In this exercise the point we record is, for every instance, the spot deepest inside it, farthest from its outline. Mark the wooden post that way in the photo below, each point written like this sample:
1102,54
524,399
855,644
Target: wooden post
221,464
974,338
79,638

CONSIGNES:
Relevez chaque ligne de la liste ci-dessus qui contient la chaîne « wooden ». Tenez compte des majuscules et des minuscules.

RÉSULTAT DE L'EXERCICE:
In this exercise the point we record is, for every instance, the spot deepest inside it, farthest from its outline. Mark the wooden post that way in the photo below, each point written like this sample:
Target: wooden post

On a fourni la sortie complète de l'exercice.